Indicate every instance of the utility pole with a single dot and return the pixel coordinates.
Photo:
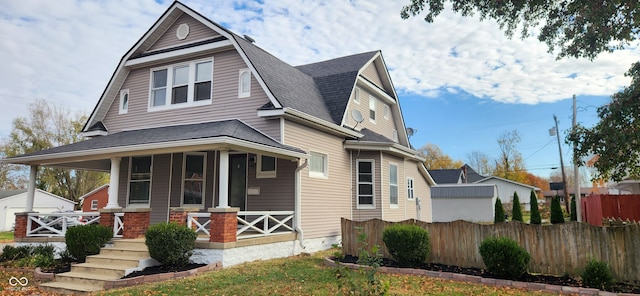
(564, 177)
(576, 176)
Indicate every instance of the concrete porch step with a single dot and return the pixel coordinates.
(69, 288)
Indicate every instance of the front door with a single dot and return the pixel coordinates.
(238, 181)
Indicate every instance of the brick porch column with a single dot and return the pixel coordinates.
(135, 222)
(224, 225)
(180, 215)
(107, 216)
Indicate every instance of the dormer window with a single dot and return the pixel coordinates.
(244, 84)
(191, 84)
(124, 101)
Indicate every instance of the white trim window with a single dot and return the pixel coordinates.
(356, 95)
(372, 109)
(318, 165)
(124, 101)
(244, 83)
(266, 167)
(181, 85)
(410, 191)
(393, 185)
(94, 204)
(193, 179)
(365, 191)
(140, 180)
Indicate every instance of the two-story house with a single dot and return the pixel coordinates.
(201, 126)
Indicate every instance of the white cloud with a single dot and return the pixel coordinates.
(65, 51)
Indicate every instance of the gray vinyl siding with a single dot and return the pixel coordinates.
(371, 73)
(160, 188)
(366, 214)
(225, 103)
(197, 31)
(393, 213)
(383, 126)
(276, 194)
(324, 201)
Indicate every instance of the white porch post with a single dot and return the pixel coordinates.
(114, 180)
(31, 190)
(223, 177)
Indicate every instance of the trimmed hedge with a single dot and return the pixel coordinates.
(504, 257)
(408, 244)
(171, 244)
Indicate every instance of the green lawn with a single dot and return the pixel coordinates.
(6, 237)
(301, 275)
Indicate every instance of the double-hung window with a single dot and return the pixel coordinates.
(193, 181)
(365, 184)
(140, 180)
(181, 85)
(393, 185)
(318, 165)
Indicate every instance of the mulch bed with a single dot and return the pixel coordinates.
(527, 277)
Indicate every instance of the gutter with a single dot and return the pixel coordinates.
(298, 207)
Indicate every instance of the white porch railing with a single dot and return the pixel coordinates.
(56, 224)
(118, 224)
(258, 223)
(193, 222)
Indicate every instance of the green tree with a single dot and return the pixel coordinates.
(499, 212)
(516, 211)
(579, 28)
(556, 211)
(574, 214)
(535, 211)
(615, 140)
(48, 126)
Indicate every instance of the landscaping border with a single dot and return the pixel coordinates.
(143, 279)
(485, 281)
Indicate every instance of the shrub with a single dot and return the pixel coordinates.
(408, 244)
(516, 212)
(504, 257)
(556, 211)
(574, 213)
(171, 244)
(85, 240)
(499, 212)
(535, 212)
(597, 275)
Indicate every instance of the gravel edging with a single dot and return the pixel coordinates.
(143, 279)
(484, 281)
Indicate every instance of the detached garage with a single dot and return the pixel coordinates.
(14, 201)
(468, 202)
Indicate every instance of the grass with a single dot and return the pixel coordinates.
(302, 275)
(6, 236)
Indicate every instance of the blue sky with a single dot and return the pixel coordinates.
(461, 82)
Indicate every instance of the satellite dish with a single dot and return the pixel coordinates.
(357, 116)
(411, 132)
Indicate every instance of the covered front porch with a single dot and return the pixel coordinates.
(225, 180)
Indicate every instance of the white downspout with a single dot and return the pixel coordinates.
(298, 206)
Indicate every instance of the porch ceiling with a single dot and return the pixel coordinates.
(96, 152)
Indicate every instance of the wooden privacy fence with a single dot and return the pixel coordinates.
(555, 249)
(596, 206)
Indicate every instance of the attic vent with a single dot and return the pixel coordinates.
(246, 37)
(183, 31)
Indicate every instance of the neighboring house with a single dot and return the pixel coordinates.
(198, 119)
(468, 202)
(467, 175)
(14, 201)
(96, 199)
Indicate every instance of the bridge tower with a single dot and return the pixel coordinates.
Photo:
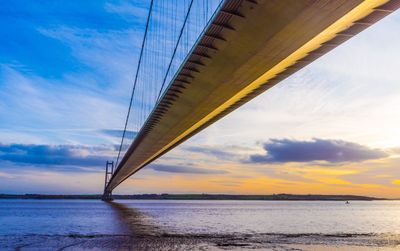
(107, 196)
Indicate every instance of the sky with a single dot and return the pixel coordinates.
(66, 71)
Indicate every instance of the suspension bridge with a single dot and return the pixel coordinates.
(201, 59)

WORK INSTRUCTIONS
All of the data above should be transcribed verbatim, with pictures omitted.

TASK ANSWER
Indicate every instance of the utility pole with a single dot and return the pixel coordinates.
Photo:
(564, 177)
(576, 176)
Indicate every instance of the concrete porch step with a single dot and return the pixel coordinates.
(69, 288)
Indicate every instance of the front door with a single dot and return the pixel coordinates.
(238, 181)
Indicate every instance of the brick porch column with a single dot and return the pixel coordinates.
(135, 222)
(224, 225)
(180, 215)
(107, 216)
Indicate every instance of the dormer window with a single dot and return the pixel coordinates.
(244, 84)
(191, 84)
(124, 101)
Indicate every instance of the white trim window with a single dot and return the pixel coordinates.
(356, 95)
(372, 109)
(318, 165)
(124, 101)
(244, 83)
(266, 167)
(181, 85)
(410, 191)
(393, 185)
(94, 204)
(193, 179)
(365, 191)
(140, 180)
Indicate every instance of the two-story house with a single dot and return the pixel coordinates.
(201, 126)
Indicate every instance of the white cloud with a single dot and return the pixel coordinates.
(65, 51)
Indicate every instance of the gray vinyl siding with a single dot and return the pixel coordinates.
(371, 73)
(160, 188)
(366, 214)
(225, 103)
(197, 31)
(393, 213)
(383, 126)
(276, 194)
(324, 201)
Indicate every instance of the white porch post with a single dot and return the pixel coordinates.
(114, 180)
(31, 190)
(223, 177)
Indicate every instance of the trimmed hedge with a single dot and return the pixel coordinates.
(504, 257)
(408, 244)
(171, 244)
Indicate every instance of the green lawn with a single dot and return the pixel coordinates.
(6, 237)
(301, 275)
Indicate every instance of the double-hung window with a single dot and return the pixel coordinates.
(193, 181)
(365, 184)
(140, 180)
(181, 85)
(393, 185)
(318, 165)
Indicate every instance of the mulch bed with a single dot and return the pixel coordinates.
(527, 277)
Indicate every instance of the gutter with a single dot and return the pixel coordinates.
(298, 207)
Indicate every instance of the white porch railing with a single dot and return the pixel coordinates.
(56, 224)
(118, 224)
(258, 223)
(193, 222)
Indicate every instance of the green tree with a single dot and return the pixel coordinates.
(499, 212)
(516, 211)
(579, 28)
(556, 211)
(574, 214)
(535, 211)
(615, 140)
(48, 126)
Indicate every instance of the landscaping border with a single dot and return the pixel coordinates.
(143, 279)
(485, 281)
Indicate every instance of the shrub with a single dot and return the pixel coordinates.
(408, 244)
(516, 212)
(504, 257)
(556, 211)
(574, 213)
(171, 244)
(85, 240)
(499, 212)
(535, 212)
(597, 275)
Indicate every instance of the gravel edging with a single dot and return the pixel coordinates.
(143, 279)
(484, 281)
Indicate every instance of the detached garage with a single dot and return the pixel coordinates.
(14, 201)
(468, 202)
Indicate every instance of the grass with a single dot and return the pixel coordinates.
(302, 275)
(6, 236)
Indicate every instance of the blue sky with a single dot and return the pixel coordinates.
(461, 82)
Indicate every instance of the satellite dish with a single dot and return the pixel coordinates.
(357, 116)
(411, 132)
Indicate every instance of the covered front porch with a single dot and return the pixel coordinates.
(225, 180)
Indicate every instance of the white downspout with a single dot and return the pixel coordinates.
(298, 206)
Indicate every instance of the porch ceiling with a single dot and return the pixel coordinates.
(96, 152)
Indicate every instance of the wooden privacy fence with a single dot and return the pixel coordinates.
(555, 249)
(596, 206)
Indicate every instance of the attic vent with a single dot and return the pixel coordinates.
(246, 37)
(183, 31)
Indicate every instance of the neighboring house with a single dot and return the pixel coordinates.
(198, 119)
(468, 202)
(467, 175)
(14, 201)
(96, 199)
Indicate every instance of the bridge tower with a single dot and return the pixel coordinates.
Photo:
(107, 196)
Indicate every instance of the sky with a single dot and return the pixel coordinates.
(66, 71)
Indicate every instance of the suspension bridge with a single dot and return the pixel coordinates.
(201, 59)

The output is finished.